#### TASK OBJECTIVE:
In the data below, find every line that has the string "pine", and copy it.

□ □ □ □ □ □ □

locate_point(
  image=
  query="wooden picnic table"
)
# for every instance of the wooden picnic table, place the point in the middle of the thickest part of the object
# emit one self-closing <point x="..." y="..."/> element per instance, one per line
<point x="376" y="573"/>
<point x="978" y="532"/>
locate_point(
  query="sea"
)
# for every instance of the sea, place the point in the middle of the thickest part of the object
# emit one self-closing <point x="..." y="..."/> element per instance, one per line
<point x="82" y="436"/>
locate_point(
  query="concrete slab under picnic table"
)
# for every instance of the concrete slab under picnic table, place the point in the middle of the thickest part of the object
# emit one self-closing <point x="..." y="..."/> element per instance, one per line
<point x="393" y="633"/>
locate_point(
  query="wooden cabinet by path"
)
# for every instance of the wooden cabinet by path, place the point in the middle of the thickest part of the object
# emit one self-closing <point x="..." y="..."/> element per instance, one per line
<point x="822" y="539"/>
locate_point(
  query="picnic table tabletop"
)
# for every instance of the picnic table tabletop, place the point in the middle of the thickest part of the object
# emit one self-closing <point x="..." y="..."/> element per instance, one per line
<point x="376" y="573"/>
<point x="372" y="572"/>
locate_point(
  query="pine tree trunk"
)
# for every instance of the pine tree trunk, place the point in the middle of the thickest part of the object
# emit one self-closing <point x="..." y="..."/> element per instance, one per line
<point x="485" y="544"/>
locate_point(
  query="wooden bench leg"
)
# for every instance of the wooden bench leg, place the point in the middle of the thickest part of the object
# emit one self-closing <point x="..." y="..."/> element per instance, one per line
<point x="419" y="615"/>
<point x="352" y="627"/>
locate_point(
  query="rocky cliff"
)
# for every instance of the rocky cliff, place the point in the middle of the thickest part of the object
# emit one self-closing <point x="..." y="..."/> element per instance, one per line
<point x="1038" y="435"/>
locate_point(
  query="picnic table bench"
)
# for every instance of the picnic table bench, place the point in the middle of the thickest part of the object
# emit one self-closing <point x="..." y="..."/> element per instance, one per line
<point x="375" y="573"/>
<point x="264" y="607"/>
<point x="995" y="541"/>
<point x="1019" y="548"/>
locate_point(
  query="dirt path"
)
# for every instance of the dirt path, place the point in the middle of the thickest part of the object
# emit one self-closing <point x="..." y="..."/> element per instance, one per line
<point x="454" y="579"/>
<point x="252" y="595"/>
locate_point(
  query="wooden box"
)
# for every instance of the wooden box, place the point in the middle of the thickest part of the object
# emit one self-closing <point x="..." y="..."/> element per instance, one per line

□ □ □ □ □ □ □

#### YOUR RESPONSE:
  query="pine tree trunk"
# for every instance of the pine tree trunk, place the point in the middle of the thickest part of the object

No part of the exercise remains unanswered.